Gronkowski was often brilliant in a too-brief Arizona career in which he did a lot -- 75 catches for 1,197 yards and 16 touchdowns in 22 games -- but it never seemed as if he was targeted enough, and there was still more to be done after his sophomore season in 2008. There was talk of a 100-catch season, national awards, the works.

And then ... the back injury.

Gronk eventually succumbed to surgery in September 2009, wiping out all of his junior year. He entered the NFL Draft after that season, leaving Arizona fans somewhat jilted at the altar, pondering a life with Gronkowski that never was.

What if Gronk had played in 2009?

The forever discussion of Arizona football will be how much of a factor Gronkowski would have made in an 8-4 regular season in which the best tight end in school history would have intersected with the best quarterback in school history, Nick Foles.

Would Gronkowski be wearing a Rose Bowl ring while trying to get his first Super Bowl ring with the New England Patriots?

Would Mike Stoops still be Arizona's coach?

The dominoes didn't have to fall much differently in 2009 for the Wildcats to be Pac-10 champs. It's a common topic among UA fans: "Could Gronkowski have turned the 44-41 double-overtime home loss to Oregon into a win?"

All it might have taken is one more first down on a late drive in regulation for a two-score lead.


Change the result of that game, and the Cats and Ducks each finish at 7-2 in the league, with Arizona holding the tiebreaker.

If Stoops would have taken Arizona to its first Rose Bowl, he would have been untouchable, armed with firing immunity for five years, even if the program took the crash-and-burn path it ultimately did. But maybe everything would have been different. Perhaps a Gronk-fueled league title would have revived Stoops' recruiting efforts, would have hastened the building of the new football facilities that Rich Rodriguez is now using to his advantage.

········

→ **What is expected**: Continue the passage about Gronkowski's missed 2009 season at Arizona, picking up after its final sentence.

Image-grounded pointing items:
········

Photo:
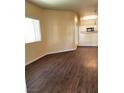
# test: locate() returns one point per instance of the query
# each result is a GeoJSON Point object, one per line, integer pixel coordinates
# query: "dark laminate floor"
{"type": "Point", "coordinates": [69, 72]}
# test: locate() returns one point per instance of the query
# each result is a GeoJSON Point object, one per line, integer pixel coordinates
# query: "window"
{"type": "Point", "coordinates": [32, 30]}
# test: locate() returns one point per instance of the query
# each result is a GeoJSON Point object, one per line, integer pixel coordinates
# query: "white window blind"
{"type": "Point", "coordinates": [32, 30]}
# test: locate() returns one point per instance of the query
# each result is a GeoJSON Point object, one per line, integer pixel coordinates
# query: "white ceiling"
{"type": "Point", "coordinates": [83, 7]}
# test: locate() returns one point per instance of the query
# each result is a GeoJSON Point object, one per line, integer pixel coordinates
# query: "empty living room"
{"type": "Point", "coordinates": [61, 46]}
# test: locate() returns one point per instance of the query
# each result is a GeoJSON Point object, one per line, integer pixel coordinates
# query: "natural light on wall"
{"type": "Point", "coordinates": [32, 30]}
{"type": "Point", "coordinates": [89, 17]}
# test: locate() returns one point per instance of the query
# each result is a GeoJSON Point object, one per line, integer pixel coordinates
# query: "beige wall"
{"type": "Point", "coordinates": [57, 30]}
{"type": "Point", "coordinates": [60, 29]}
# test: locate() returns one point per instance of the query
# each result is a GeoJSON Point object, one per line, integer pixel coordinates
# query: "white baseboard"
{"type": "Point", "coordinates": [66, 50]}
{"type": "Point", "coordinates": [60, 51]}
{"type": "Point", "coordinates": [29, 62]}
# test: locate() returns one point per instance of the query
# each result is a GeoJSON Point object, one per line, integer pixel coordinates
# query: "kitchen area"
{"type": "Point", "coordinates": [88, 31]}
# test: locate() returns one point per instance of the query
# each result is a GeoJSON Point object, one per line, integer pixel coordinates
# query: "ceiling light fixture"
{"type": "Point", "coordinates": [89, 17]}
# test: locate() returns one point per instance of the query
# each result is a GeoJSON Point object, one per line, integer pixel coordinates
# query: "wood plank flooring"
{"type": "Point", "coordinates": [68, 72]}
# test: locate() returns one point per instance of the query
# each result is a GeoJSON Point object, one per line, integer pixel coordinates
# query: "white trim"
{"type": "Point", "coordinates": [66, 50]}
{"type": "Point", "coordinates": [60, 51]}
{"type": "Point", "coordinates": [29, 62]}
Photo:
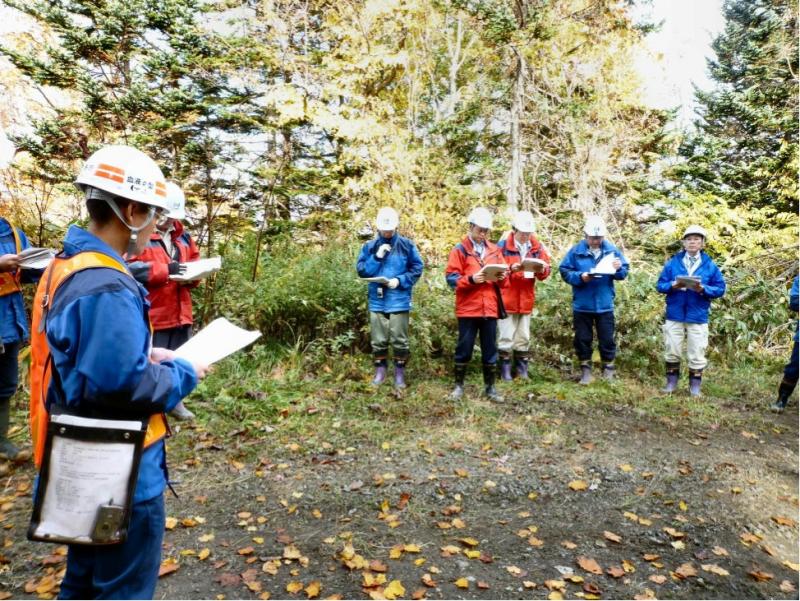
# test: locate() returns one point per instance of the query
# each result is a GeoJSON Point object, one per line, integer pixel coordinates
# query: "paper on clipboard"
{"type": "Point", "coordinates": [605, 266]}
{"type": "Point", "coordinates": [216, 341]}
{"type": "Point", "coordinates": [82, 476]}
{"type": "Point", "coordinates": [197, 270]}
{"type": "Point", "coordinates": [493, 270]}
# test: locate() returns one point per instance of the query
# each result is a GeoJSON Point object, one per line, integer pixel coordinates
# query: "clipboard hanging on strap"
{"type": "Point", "coordinates": [87, 480]}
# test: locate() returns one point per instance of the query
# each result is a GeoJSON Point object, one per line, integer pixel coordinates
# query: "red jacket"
{"type": "Point", "coordinates": [473, 300]}
{"type": "Point", "coordinates": [519, 296]}
{"type": "Point", "coordinates": [170, 302]}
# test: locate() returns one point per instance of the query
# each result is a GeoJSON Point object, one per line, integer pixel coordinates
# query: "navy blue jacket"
{"type": "Point", "coordinates": [13, 318]}
{"type": "Point", "coordinates": [596, 295]}
{"type": "Point", "coordinates": [686, 305]}
{"type": "Point", "coordinates": [402, 262]}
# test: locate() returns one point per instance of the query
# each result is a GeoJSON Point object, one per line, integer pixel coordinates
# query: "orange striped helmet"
{"type": "Point", "coordinates": [125, 172]}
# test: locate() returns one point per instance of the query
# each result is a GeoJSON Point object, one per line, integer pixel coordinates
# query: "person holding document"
{"type": "Point", "coordinates": [591, 267]}
{"type": "Point", "coordinates": [92, 340]}
{"type": "Point", "coordinates": [13, 327]}
{"type": "Point", "coordinates": [166, 254]}
{"type": "Point", "coordinates": [690, 280]}
{"type": "Point", "coordinates": [395, 261]}
{"type": "Point", "coordinates": [519, 296]}
{"type": "Point", "coordinates": [790, 372]}
{"type": "Point", "coordinates": [479, 300]}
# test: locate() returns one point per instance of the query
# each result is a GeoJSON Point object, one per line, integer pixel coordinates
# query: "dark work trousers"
{"type": "Point", "coordinates": [172, 338]}
{"type": "Point", "coordinates": [468, 328]}
{"type": "Point", "coordinates": [9, 371]}
{"type": "Point", "coordinates": [125, 571]}
{"type": "Point", "coordinates": [585, 324]}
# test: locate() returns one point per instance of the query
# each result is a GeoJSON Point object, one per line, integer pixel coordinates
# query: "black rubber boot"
{"type": "Point", "coordinates": [695, 381]}
{"type": "Point", "coordinates": [784, 392]}
{"type": "Point", "coordinates": [586, 373]}
{"type": "Point", "coordinates": [673, 373]}
{"type": "Point", "coordinates": [459, 373]}
{"type": "Point", "coordinates": [7, 449]}
{"type": "Point", "coordinates": [489, 391]}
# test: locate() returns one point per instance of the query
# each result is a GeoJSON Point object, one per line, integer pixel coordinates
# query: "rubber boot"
{"type": "Point", "coordinates": [521, 366]}
{"type": "Point", "coordinates": [695, 381]}
{"type": "Point", "coordinates": [586, 373]}
{"type": "Point", "coordinates": [399, 374]}
{"type": "Point", "coordinates": [505, 370]}
{"type": "Point", "coordinates": [7, 449]}
{"type": "Point", "coordinates": [489, 391]}
{"type": "Point", "coordinates": [673, 373]}
{"type": "Point", "coordinates": [784, 392]}
{"type": "Point", "coordinates": [380, 372]}
{"type": "Point", "coordinates": [181, 413]}
{"type": "Point", "coordinates": [459, 373]}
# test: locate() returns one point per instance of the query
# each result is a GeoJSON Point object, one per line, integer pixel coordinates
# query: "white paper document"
{"type": "Point", "coordinates": [605, 266]}
{"type": "Point", "coordinates": [83, 476]}
{"type": "Point", "coordinates": [493, 270]}
{"type": "Point", "coordinates": [216, 341]}
{"type": "Point", "coordinates": [35, 258]}
{"type": "Point", "coordinates": [197, 270]}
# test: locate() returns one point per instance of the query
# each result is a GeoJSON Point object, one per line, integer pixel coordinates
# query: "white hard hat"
{"type": "Point", "coordinates": [125, 172]}
{"type": "Point", "coordinates": [523, 222]}
{"type": "Point", "coordinates": [387, 219]}
{"type": "Point", "coordinates": [481, 217]}
{"type": "Point", "coordinates": [695, 229]}
{"type": "Point", "coordinates": [595, 226]}
{"type": "Point", "coordinates": [176, 201]}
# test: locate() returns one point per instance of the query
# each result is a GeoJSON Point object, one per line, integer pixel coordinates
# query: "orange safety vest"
{"type": "Point", "coordinates": [10, 280]}
{"type": "Point", "coordinates": [59, 270]}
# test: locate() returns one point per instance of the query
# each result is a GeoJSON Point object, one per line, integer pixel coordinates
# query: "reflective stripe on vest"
{"type": "Point", "coordinates": [10, 280]}
{"type": "Point", "coordinates": [57, 273]}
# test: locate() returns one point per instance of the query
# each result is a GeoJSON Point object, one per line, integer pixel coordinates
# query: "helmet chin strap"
{"type": "Point", "coordinates": [111, 200]}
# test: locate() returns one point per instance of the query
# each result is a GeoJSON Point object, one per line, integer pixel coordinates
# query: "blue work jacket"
{"type": "Point", "coordinates": [402, 262]}
{"type": "Point", "coordinates": [596, 295]}
{"type": "Point", "coordinates": [99, 337]}
{"type": "Point", "coordinates": [686, 305]}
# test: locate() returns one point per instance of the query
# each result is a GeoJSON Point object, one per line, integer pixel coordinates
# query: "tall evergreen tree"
{"type": "Point", "coordinates": [745, 149]}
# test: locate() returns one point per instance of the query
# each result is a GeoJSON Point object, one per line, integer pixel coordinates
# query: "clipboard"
{"type": "Point", "coordinates": [87, 480]}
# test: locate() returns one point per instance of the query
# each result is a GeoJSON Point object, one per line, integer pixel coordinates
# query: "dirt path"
{"type": "Point", "coordinates": [666, 512]}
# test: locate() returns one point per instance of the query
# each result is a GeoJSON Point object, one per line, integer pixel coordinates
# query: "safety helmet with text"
{"type": "Point", "coordinates": [481, 217]}
{"type": "Point", "coordinates": [697, 230]}
{"type": "Point", "coordinates": [387, 219]}
{"type": "Point", "coordinates": [595, 226]}
{"type": "Point", "coordinates": [523, 222]}
{"type": "Point", "coordinates": [125, 172]}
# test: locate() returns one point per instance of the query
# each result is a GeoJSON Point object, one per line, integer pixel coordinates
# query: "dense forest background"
{"type": "Point", "coordinates": [289, 122]}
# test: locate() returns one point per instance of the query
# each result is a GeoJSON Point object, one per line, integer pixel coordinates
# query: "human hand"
{"type": "Point", "coordinates": [201, 369]}
{"type": "Point", "coordinates": [9, 262]}
{"type": "Point", "coordinates": [158, 354]}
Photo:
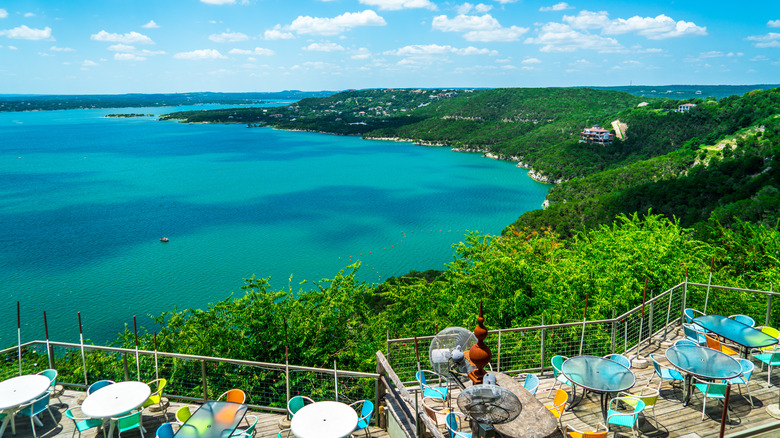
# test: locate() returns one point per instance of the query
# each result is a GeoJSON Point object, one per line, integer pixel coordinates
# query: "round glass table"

········

→ **Exercise answer**:
We'll never know.

All we know is that Stoops was out halfway through the 2011 season.

All we know is that Gronkowski, coming off back surgery, had 42 catches, 10 for touchdowns, as a rookie with the Patriots in 2010. He would have shredded the Pac-10 if he had returned to school.

All we know is that Arizona didn't get the full Gronk, the Gronk in all his glory, the Gronk who really could have caught 100 passes in 2009 or 2010 (or both).

He belongs to the rest of the world now.

He has his own cereal -- Gronk Flakes. He's social media candy, posing for selfies with a porn star, chugging beer bongs, dancing shirtless, posing shirtless with kittens. He starred in a dating show. He popped in for a funny turn on "Whose Line is it Anyway." He posed nude on the cover of ESPN The Magazine.

He has brought back the end-zone spike to the NFL.

He's fun.

Gronkowski represented the Arizona Wildcats just fine on Tuesday, talking about the good times he had, the football he learned, the friends he made. "I just learned so much about life," he said. "It all started at the University of Arizona."

When healthy, no one in the NFL can stop him.

Taking his shooting-star production -- 54 touchdowns in 65 NFL games -- over linebacker Lance Briggs' extended level of excellence (seven consecutive Pro Bowls from 2005 to 2011), Gronkowski is the best NFL player ever produced by Arizona.

At 25 years old, he'll be playing in his second Super Bowl this Sunday against the Seattle Seahawks.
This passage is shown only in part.